▶ [TEXT TO READ]
= = =
TAL Money Memo 01-14-09: Horror Films Reflect Horrible Economics

"Markets are driven by animal spirits."
—John Maynard Keynes

"The horror, the horror…"
—Joseph Conrad

Hollywood studio executives (possibly an oxymoron in more ways than one) tend to reflect the feelings and zeitgeist of their time.  When economic times are good, Hollywood cranks out flicks that fit the joyous mood of the times - Herbie movies, and recent hero epics like Superman, Batman, and Iron man.

I think it is reasonable to assume that when times get crappy, the studio studs produce films that reflect their own fears.  In 1981, when economic times were bad, and gold markets were good, Hollywood released "Rollover," a Jane Fonda epic about the collapse of the NY banks, and the consequent buying of gold by Middle Easterners.  The fact that Reagan's inauguration in 1981 forestalled the Hollywood forecast isn't important.  Gloomy movies were green lighted representing a gloomy time.

Making movies is NOT a science.  As Sam Goldwyn said, "As an art form, movies are a lousy business.  And as a business, movies are lousy art form."  The collective enterprise of agents, stars, studio lots, et al must create and sell 400-500 movies a year to the theaters, TV and Netflix representing the buying public.  And while sequels may have a slightly higher probability of success based on the success of the predecessor, the decision to green light a given picture is mostly sophisticated guesswork.

So, with no fear whatsoever of being mistaken for Joe Bob Briggs, I submit the following wildly speculative hypothesis, that horror films reflect something about our economy as seen through the eyes of studio guys.

My hypothesis is based perhaps on nothing more than the coincidence (?) that most of the really great horror movies were released back between 1931 and 1936.  Several writers have noted how crappy the economy was during those days, it was in all the papers.  Those moves reflected the Zeitgeist of the Dirty Thirties, and produced some real monsters.  (Pun intended.)  The following is a relatively complete list compiled from www.netflix.com:

The 1930s

1931 - Frankenstein: with Boris Karloff, the first of some 25 Frankenstein movies.

1931 - Dracula: with Bella Lugosi, a vampire attracted to pretty girls.

1932 - The Mummy: with Karloff again, the first of many mummies.

1932 - Murders in the Rue Morgue: a Poe offering, with Bela Lugosi.

1932 - Dr. Jekyll and Mr. Hyde: starring Frederic March.

1933 - King Kong: big monkey terrorizes pretty girl, and New York City.

1933 - The Mystery of the Wax Museum: Vincent Price begins a career involving waxy buildup movies.

1935 - Werewolf of London: the first of the werewolf breed, costarring Warner Oland, a future Charlie Chan.

1935 - The Wolfman: with Lon Cheney.
= = =
▶ [Detection examples]
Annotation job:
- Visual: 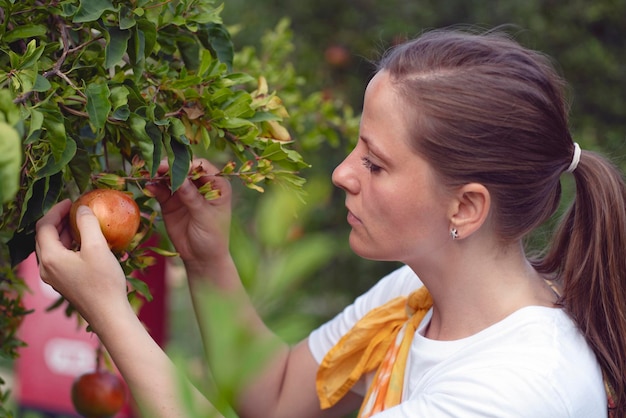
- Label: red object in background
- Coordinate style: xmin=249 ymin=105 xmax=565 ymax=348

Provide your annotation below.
xmin=15 ymin=243 xmax=167 ymax=418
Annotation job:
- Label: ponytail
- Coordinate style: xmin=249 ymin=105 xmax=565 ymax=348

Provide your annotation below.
xmin=533 ymin=151 xmax=626 ymax=417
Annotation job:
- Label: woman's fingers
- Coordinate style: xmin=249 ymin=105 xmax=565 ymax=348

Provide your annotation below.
xmin=76 ymin=205 xmax=109 ymax=252
xmin=35 ymin=199 xmax=72 ymax=253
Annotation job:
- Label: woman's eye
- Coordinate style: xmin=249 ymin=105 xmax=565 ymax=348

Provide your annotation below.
xmin=361 ymin=157 xmax=380 ymax=173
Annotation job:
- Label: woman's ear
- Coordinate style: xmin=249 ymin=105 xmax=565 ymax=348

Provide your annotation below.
xmin=449 ymin=183 xmax=491 ymax=239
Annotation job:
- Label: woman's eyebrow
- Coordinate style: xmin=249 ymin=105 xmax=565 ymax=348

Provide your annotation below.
xmin=359 ymin=135 xmax=389 ymax=162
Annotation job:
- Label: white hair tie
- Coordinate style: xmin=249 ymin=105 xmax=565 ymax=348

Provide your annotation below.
xmin=565 ymin=142 xmax=581 ymax=173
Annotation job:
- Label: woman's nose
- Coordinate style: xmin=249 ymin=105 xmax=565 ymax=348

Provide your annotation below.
xmin=332 ymin=153 xmax=359 ymax=193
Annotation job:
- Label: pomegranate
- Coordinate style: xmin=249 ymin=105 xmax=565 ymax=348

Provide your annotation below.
xmin=72 ymin=370 xmax=126 ymax=418
xmin=70 ymin=189 xmax=141 ymax=252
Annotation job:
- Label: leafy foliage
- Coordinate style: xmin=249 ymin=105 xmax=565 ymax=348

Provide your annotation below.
xmin=0 ymin=0 xmax=332 ymax=404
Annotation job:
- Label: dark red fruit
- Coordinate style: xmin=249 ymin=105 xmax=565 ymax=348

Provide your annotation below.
xmin=72 ymin=370 xmax=126 ymax=418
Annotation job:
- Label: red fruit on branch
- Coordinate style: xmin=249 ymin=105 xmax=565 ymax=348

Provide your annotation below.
xmin=72 ymin=370 xmax=126 ymax=418
xmin=70 ymin=189 xmax=141 ymax=252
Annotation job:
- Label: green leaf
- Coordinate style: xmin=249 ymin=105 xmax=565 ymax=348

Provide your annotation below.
xmin=0 ymin=122 xmax=22 ymax=204
xmin=18 ymin=172 xmax=63 ymax=230
xmin=0 ymin=89 xmax=21 ymax=126
xmin=33 ymin=74 xmax=52 ymax=92
xmin=104 ymin=26 xmax=131 ymax=68
xmin=199 ymin=23 xmax=235 ymax=72
xmin=2 ymin=23 xmax=48 ymax=43
xmin=73 ymin=0 xmax=117 ymax=23
xmin=164 ymin=135 xmax=191 ymax=192
xmin=85 ymin=83 xmax=111 ymax=129
xmin=24 ymin=108 xmax=43 ymax=144
xmin=69 ymin=141 xmax=92 ymax=193
xmin=37 ymin=137 xmax=76 ymax=178
xmin=40 ymin=107 xmax=67 ymax=159
xmin=119 ymin=6 xmax=137 ymax=30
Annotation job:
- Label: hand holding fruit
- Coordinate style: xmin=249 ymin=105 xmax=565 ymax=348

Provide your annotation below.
xmin=35 ymin=200 xmax=128 ymax=329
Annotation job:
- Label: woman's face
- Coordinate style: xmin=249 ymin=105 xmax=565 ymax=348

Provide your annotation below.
xmin=333 ymin=71 xmax=450 ymax=264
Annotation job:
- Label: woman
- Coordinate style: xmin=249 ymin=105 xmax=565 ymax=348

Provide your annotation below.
xmin=37 ymin=27 xmax=626 ymax=418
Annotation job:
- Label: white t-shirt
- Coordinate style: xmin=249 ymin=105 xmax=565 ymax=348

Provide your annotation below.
xmin=309 ymin=266 xmax=607 ymax=418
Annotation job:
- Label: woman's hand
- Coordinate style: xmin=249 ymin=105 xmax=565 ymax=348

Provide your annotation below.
xmin=35 ymin=200 xmax=128 ymax=329
xmin=146 ymin=160 xmax=231 ymax=269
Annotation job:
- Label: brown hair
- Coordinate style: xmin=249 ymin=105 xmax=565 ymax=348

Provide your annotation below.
xmin=378 ymin=30 xmax=626 ymax=416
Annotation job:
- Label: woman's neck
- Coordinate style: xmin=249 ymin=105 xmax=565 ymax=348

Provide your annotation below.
xmin=411 ymin=238 xmax=556 ymax=340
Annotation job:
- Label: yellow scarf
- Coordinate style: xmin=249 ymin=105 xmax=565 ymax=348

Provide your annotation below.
xmin=315 ymin=283 xmax=616 ymax=418
xmin=316 ymin=287 xmax=433 ymax=418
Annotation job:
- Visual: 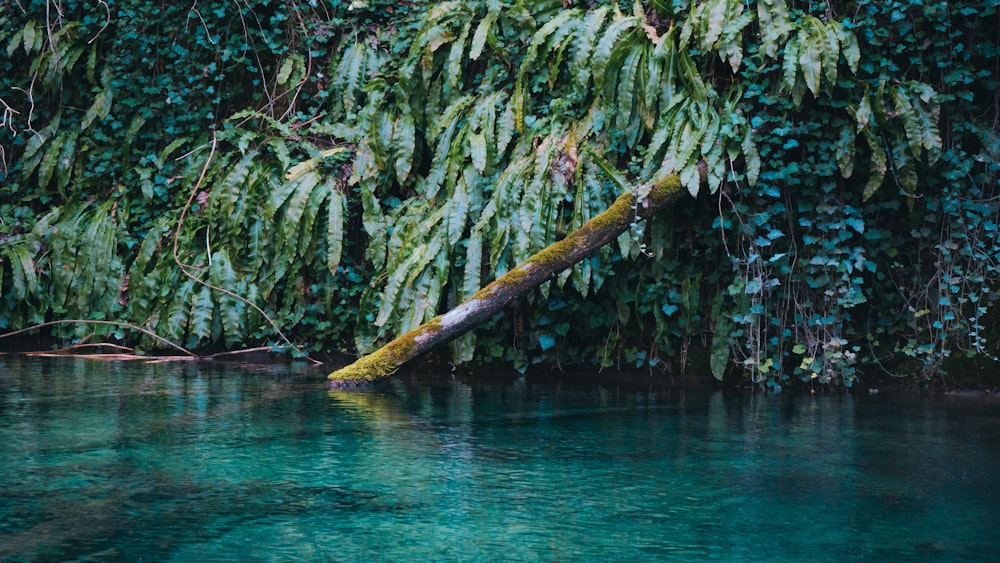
= = =
▶ [WORK INSTRUCTIONS]
A. Transcribe the part of the memo on horror films starting with "My hypothesis is" and going on through "with Bela Lugosi.".
B. In the memo on horror films and the economy, what year did Hollywood release "Rollover"?
This listing has no connection to the memo about horror films.

▶ [WRITTEN ANSWERS]
A.
My hypothesis is based perhaps on nothing more than the coincidence (?) that most of the really great horror movies were released back between 1931 and 1936.  Several writers have noted how crappy the economy was during those days, it was in all the papers.  Those moves reflected the Zeitgeist of the Dirty Thirties, and produced some real monsters.  (Pun intended.)  The following is a relatively complete list compiled from www.netflix.com:

The 1930s

1931 - Frankenstein: with Boris Karloff, the first of some 25 Frankenstein movies.

1931 - Dracula: with Bella Lugosi, a vampire attracted to pretty girls.

1932 - The Mummy: with Karloff again, the first of many mummies.

1932 - Murders in the Rue Morgue: a Poe offering, with Bela Lugosi.

B. 1981